(What you will do) Retype each record shown below, leaving every character as it is.

Natural language region descriptions
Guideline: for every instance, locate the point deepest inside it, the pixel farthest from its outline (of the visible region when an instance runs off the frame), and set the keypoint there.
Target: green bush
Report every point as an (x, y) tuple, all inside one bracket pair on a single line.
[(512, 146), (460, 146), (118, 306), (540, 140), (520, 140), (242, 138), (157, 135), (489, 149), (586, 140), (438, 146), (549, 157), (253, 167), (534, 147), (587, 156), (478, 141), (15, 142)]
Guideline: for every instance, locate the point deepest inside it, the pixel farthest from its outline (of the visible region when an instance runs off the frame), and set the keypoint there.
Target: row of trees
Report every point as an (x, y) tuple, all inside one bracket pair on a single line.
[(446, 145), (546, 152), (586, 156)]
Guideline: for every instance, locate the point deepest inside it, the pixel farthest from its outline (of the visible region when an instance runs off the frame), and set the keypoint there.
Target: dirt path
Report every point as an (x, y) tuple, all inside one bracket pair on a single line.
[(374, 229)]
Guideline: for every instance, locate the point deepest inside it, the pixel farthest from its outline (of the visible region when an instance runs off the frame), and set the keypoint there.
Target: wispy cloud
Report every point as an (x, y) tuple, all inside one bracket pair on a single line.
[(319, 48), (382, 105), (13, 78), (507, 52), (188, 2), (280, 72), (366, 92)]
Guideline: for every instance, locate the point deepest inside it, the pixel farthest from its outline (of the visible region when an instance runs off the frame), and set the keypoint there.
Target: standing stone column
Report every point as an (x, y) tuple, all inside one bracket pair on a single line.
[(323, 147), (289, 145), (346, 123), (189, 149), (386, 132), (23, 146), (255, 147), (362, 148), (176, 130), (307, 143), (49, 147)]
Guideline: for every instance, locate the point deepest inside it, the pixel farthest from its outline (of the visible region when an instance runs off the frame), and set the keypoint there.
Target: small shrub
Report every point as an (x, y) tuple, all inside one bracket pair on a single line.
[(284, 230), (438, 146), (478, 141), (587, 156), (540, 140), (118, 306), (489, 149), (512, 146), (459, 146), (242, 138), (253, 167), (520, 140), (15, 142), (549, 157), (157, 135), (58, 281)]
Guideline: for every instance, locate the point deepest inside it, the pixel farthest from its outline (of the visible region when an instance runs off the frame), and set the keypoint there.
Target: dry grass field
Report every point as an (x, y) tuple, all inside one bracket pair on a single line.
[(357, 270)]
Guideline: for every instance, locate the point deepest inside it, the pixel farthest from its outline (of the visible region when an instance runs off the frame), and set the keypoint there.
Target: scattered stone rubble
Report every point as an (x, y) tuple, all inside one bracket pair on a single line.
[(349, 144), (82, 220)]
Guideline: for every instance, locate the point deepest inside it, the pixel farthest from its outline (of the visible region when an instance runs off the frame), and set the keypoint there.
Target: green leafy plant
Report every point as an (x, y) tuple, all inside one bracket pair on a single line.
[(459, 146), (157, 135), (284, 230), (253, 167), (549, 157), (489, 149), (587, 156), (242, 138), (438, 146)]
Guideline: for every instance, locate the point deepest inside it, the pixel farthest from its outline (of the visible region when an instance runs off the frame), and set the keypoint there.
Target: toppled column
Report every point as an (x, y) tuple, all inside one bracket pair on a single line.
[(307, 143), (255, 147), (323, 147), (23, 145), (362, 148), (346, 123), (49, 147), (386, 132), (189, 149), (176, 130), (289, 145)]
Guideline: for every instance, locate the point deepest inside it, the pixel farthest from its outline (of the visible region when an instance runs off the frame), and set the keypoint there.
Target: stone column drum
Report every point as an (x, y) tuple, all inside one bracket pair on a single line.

(Written response)
Guideline: for every instance, locate the point deepest inside it, the pixel farthest from its outline (of the visible region when an instance runs off the frame), and set the keypoint there.
Target: green bush
Report every point as an (x, y) tuple, all inside one bracket pair on a single line.
[(512, 146), (460, 146), (118, 306), (540, 140), (520, 140), (242, 138), (157, 135), (489, 149), (586, 140), (438, 146), (549, 157), (253, 167), (534, 147), (587, 156), (478, 141), (15, 142)]
Guideline: for every instance, locate the point deepest inside it, the pixel farthest from its outline (of the visible region when an instance runs off the frame), and set the keypoint there.
Target: row of trees
Report every point as an (x, y) tuple, all inside one bracket pair on a single line.
[(446, 145), (546, 152), (586, 156)]
Guideline: for every instance, locate the point deepest inside it, the pixel farthest from its outline (of the visible region when an instance runs off the frame), and set the keypoint there.
Target: dirt path
Report every point as an (x, y) tuple, all inside one bracket pair on a single line.
[(374, 229)]
Guideline: for every instance, locate the point deepest inside it, the pixel farthest from its outline (of the visible region when an instance runs off the frame), and set the keypoint there.
Target: wispy cloud
Report every point as an (x, y) tuple, all inside one bracket pair on a single line.
[(319, 48), (382, 105), (13, 78), (507, 52), (188, 2), (280, 72), (366, 92)]
Guideline: for every instance, locate the point deepest inside it, the pixel farthest from its outline (of the visible region when an instance runs off the frame), and set the keypoint there.
Target: standing stone column
Report every point as an (x, y) tuple, all inside one bracket pair on a single line.
[(323, 147), (289, 145), (346, 123), (189, 149), (386, 132), (23, 146), (255, 147), (362, 148), (176, 130), (307, 143), (49, 147)]
Guideline: for every instance, locate the point deepest inside it, the pixel farthest from its outline (of the visible region when an instance runs off the frame), and set the keypoint there.
Target: small shrub
Report every point as an (x, y) tuple, all inside one bracket pair on a single line.
[(284, 230), (438, 146), (478, 141), (587, 156), (540, 140), (118, 306), (489, 149), (512, 146), (459, 146), (242, 138), (253, 167), (520, 140), (15, 142), (549, 157), (157, 135), (58, 281)]
Guideline: for every instance, locate the point deepest inside it, the pixel farthest from its outline (of the visible region when an instance runs off the frame), and set the keypoint there.
Target: dry grass field
Report every point as an (x, y) tuple, all inside one bracket pair on a single line.
[(357, 270)]
Guideline: for every instance, locate the point deepest inside it, the pixel farthest from its outline (of the visible region when an instance runs off the frame), and set the keypoint there.
Target: scattered stone rubble
Report every point as an (x, y) tuple, all inside one bracket pair on a single line.
[(349, 144), (82, 220)]
Guideline: for every instance, locate the point deepest inside it, the pixel farthest from its outline (of the visible region when an instance runs off the frame), and set the keypoint there.
Target: green leafy plant
Report every point as an (x, y) tuple, all inside one bracket pair on a single line.
[(459, 146), (157, 135), (284, 230), (253, 167), (549, 157), (489, 149), (587, 156), (242, 138), (438, 146)]
Guideline: for every instance, locate the point deepest inside it, the pixel farthest from its outline (of the visible region when an instance runs off the frame), and set the keypoint there.
Target: toppled column
Report every point as an (x, y) tuple, all inside one bracket pair on a single line.
[(307, 143), (255, 147), (323, 147), (23, 145), (362, 148), (346, 123), (49, 147), (386, 132), (189, 149), (176, 130), (289, 145)]
Guideline: for every instance, locate the point deepest inside it, the pixel farthest from its outline (of the visible region when an instance runs off the frame), and set the keypoint there.
Target: stone column drum
Report every point as an (x, y) tuple, all inside one bracket pair on a single line.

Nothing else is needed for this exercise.